- _OBJECTIVE_: A verbatim copy of the records is required, with all pictures left out.

Position identification records:
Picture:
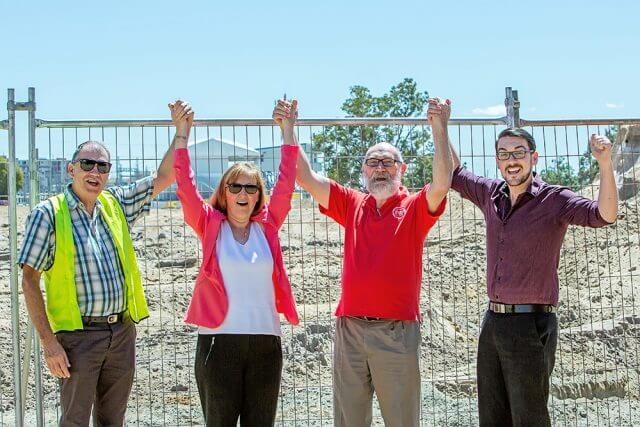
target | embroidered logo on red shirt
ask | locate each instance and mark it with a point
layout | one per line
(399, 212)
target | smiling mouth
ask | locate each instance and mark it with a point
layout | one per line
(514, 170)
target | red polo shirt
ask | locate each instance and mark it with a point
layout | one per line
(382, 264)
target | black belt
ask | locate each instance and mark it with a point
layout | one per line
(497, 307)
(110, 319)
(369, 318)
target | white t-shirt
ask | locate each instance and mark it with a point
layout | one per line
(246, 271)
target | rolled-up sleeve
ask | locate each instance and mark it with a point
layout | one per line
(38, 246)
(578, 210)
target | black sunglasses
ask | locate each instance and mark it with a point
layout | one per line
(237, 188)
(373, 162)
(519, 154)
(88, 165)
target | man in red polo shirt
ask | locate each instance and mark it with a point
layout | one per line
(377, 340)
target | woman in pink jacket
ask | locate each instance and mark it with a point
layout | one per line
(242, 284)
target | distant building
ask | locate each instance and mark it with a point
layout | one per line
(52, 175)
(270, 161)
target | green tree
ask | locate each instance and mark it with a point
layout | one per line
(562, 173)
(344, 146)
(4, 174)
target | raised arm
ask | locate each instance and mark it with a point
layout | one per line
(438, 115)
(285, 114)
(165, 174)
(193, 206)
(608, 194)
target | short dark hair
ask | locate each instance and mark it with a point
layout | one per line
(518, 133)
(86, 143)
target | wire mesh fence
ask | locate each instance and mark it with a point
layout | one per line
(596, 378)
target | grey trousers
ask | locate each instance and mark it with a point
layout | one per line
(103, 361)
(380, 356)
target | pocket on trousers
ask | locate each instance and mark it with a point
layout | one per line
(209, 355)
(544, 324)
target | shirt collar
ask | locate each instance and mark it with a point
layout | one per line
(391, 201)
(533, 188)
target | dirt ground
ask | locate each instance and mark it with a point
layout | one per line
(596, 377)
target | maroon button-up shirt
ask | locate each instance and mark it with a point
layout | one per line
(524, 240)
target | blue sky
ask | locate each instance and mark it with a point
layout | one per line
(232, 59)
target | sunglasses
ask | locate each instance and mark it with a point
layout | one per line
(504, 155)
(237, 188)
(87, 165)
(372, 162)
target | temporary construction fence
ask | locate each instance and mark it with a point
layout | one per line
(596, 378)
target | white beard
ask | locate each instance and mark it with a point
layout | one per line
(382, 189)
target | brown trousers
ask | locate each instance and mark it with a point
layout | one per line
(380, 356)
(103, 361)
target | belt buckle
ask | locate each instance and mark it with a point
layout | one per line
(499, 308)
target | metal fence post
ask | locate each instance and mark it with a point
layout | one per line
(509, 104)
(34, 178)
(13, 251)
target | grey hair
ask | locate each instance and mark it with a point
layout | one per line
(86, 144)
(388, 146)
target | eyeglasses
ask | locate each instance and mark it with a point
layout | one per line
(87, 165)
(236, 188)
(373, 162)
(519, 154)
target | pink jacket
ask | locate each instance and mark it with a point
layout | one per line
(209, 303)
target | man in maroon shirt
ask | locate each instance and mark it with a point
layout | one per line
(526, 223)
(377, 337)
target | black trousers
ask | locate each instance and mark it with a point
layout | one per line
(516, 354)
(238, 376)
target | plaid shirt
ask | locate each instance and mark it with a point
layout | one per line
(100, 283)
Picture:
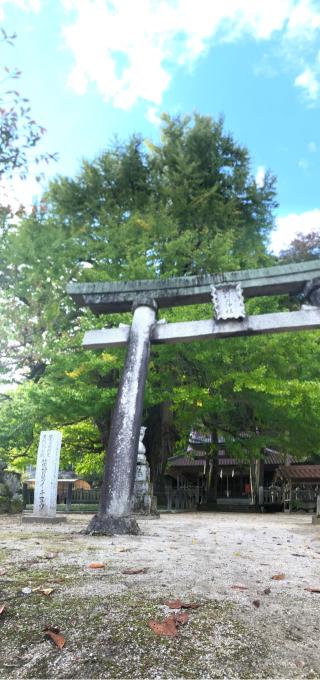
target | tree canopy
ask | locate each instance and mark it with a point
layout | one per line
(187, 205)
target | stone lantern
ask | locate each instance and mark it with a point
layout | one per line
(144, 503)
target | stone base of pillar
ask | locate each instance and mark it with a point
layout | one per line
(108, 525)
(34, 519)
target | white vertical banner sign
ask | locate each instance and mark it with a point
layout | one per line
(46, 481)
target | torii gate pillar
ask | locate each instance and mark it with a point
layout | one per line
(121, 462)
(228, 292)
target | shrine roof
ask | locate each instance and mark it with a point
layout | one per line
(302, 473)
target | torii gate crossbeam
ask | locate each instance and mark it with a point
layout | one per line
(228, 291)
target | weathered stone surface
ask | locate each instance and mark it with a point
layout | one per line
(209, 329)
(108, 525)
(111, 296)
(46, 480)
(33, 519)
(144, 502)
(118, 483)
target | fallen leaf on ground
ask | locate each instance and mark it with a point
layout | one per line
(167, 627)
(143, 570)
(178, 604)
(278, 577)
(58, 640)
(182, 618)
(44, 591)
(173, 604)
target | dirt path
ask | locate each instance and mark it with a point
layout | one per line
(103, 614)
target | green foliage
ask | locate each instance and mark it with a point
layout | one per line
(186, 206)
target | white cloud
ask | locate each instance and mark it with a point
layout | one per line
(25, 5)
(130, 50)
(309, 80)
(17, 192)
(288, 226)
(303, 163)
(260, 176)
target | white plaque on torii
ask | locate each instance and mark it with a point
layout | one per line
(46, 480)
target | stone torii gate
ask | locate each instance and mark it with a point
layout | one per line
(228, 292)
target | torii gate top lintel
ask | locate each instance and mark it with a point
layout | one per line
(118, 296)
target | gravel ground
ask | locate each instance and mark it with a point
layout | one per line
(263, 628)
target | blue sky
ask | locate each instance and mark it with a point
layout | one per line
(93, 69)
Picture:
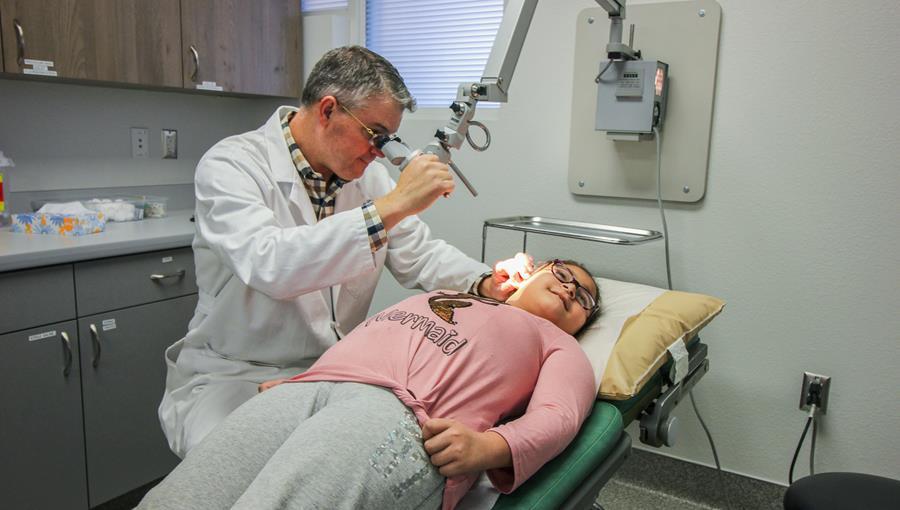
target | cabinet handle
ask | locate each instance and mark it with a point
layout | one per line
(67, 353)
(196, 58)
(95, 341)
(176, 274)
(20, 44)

- _CORRECT RESULT_:
Picture:
target | embroidered logo on red shirt
ask | locate each instance and mark it with a point
layout | one per line
(399, 212)
target | smiling mouth
ask | locate each instance and mark it with a point
layout | one per line
(514, 170)
target | red polo shirt
ask | locate each instance and mark it with a point
layout | one per line
(382, 264)
target | black belt
ask | locate each instance and mark it with a point
layout | one per line
(497, 307)
(110, 319)
(369, 318)
target | white t-shirt
ask | locate each instance and mark it with a point
layout | one per line
(246, 271)
target | rolled-up sleeve
ask | locate each instance and mark it with a point
layout | one per line
(38, 246)
(578, 210)
target | black sunglasses
ask | locate each instance and mark it with a point
layout | one per line
(237, 188)
(373, 162)
(519, 154)
(88, 165)
target | man in red polo shirt
ask | locate each instance and mark it with a point
layout | one per line
(377, 340)
target | woman in pink jacket
ask | locate each instance and mark it with a point
layout | one per line
(242, 284)
target | distant building
ask | locate each instance and mark it with a point
layout | one per line
(52, 175)
(270, 161)
target | green tree
ask | locate each instance and mark it with a point
layout | one per line
(562, 173)
(344, 146)
(4, 174)
target | raised arm
ask | locate each instance and mark it with a point
layout | one per line
(438, 115)
(285, 114)
(165, 174)
(193, 206)
(608, 194)
target | short dark hair
ask | locate each instance and mark it with a point
layout | one per line
(518, 133)
(86, 143)
target | wire mesh fence
ask | locate each instance and mark it with a point
layout | one per line
(596, 378)
target | grey trousers
ask | locate each instance and mark it with a point
layout | one per line
(103, 361)
(380, 356)
target | pocket on trousers
ask | locate each instance and mark it with a point
layout | one per line
(209, 355)
(544, 324)
target | shirt collar
ask | locate each instance and mark it with a point
layout | one per line
(391, 201)
(533, 188)
target | dirt ground
ask | locate each instance and mark it with a point
layout | one per line
(596, 377)
target | maroon button-up shirt
ask | locate each instance and mark it with a point
layout | one per line
(524, 240)
target | blue sky
ask | locate each instance and mark it with a point
layout | one per line
(232, 59)
target | sunglasses
ask | locate each instance and mark it with a point
layout | one per line
(504, 155)
(237, 188)
(87, 165)
(372, 162)
target | temporary construction fence
ask | locate each instance and mark it with a point
layout | one per line
(596, 378)
target | white beard
ask | locate each instance and mark it with a point
layout | one per line
(382, 189)
target | brown trousers
ask | locate each instance and mark it with a point
layout | one per line
(380, 356)
(103, 361)
target | belt buckle
ask | locate each instance and mark it with a point
layout | one per line
(499, 308)
target | metal fence post
ask | locate each instance and mark it with a point
layout | one per line
(509, 104)
(34, 178)
(13, 251)
target | grey hair
ask | locate each instance and mark it with a point
layout | one per line
(86, 144)
(388, 146)
target | eyeglasses
ask | locate each instance and mark it with a point
layout | one per line
(87, 165)
(236, 188)
(373, 162)
(519, 154)
target | pink jacket
ask | locate each instance and mark it with a point
layout | one per line
(209, 303)
target | man in maroon shirt
ask | locate each instance and mark it with a point
layout | one per line
(526, 223)
(377, 337)
target | black trousers
ask | locate each instance and mark it with a point
layout | one per line
(516, 354)
(238, 376)
target | plaid shirt
ask | locate each instance and mark it with a point
layout | one per line
(100, 283)
Picture:
target | tree canopy
ask | locate each instance and mark it with a point
layout | one per line
(187, 205)
target | stone lantern
ask | locate each instance and mark it with a point
layout | one per line
(144, 503)
target | stone base of pillar
ask | locate each instance and mark it with a point
layout | one per line
(108, 525)
(34, 519)
target | white vertical banner sign
ask | locate each instance and mark it with a point
layout | one per line
(46, 481)
target | torii gate pillar
ask | locate each instance and mark it with a point
layout | one per line
(121, 462)
(228, 292)
target | shrine roof
ask | locate each instance and mark it with a point
layout | one per line
(302, 473)
target | torii gate crossbeam
ask | locate each instance and mark it with a point
layout | one per line
(228, 291)
target | weathered stone surface
ask | locate each instance and mark it with a point
layout | one per line
(209, 329)
(108, 525)
(111, 296)
(46, 480)
(33, 519)
(144, 502)
(118, 483)
target | fallen leaf on ground
ask | locate each instance and mark it with a point
layout | one per line
(167, 627)
(143, 570)
(178, 604)
(278, 577)
(58, 640)
(182, 618)
(44, 591)
(173, 604)
target | dirt path
ask | locate each instance and mark it with a point
layout | one per line
(103, 614)
target | green foliage
ask | locate each instance and mark it with a point
layout | one per line
(186, 206)
target | white cloud
ask | locate each instance and mark it with a point
layout | one per line
(25, 5)
(130, 50)
(309, 80)
(17, 192)
(288, 226)
(303, 163)
(260, 176)
target | white plaque on torii
ask | locate each instance and mark it with a point
layout | one per line
(46, 480)
target | stone torii gate
ask | locate each instance and mark it with a point
layout | one per line
(228, 292)
target | torii gate top lintel
ask | locate each instance and mark it with a point
layout | one per line
(118, 296)
target | gravel ground
ask | locate each instance and mark it with a point
layout | one per line
(263, 628)
target | blue sky
ask | locate each instance and mark it with a point
layout | one per line
(93, 69)
Picture:
target | cabinet handle
ask | locate each instance and mark it with a point
layout | one per line
(67, 353)
(196, 58)
(95, 341)
(176, 274)
(20, 44)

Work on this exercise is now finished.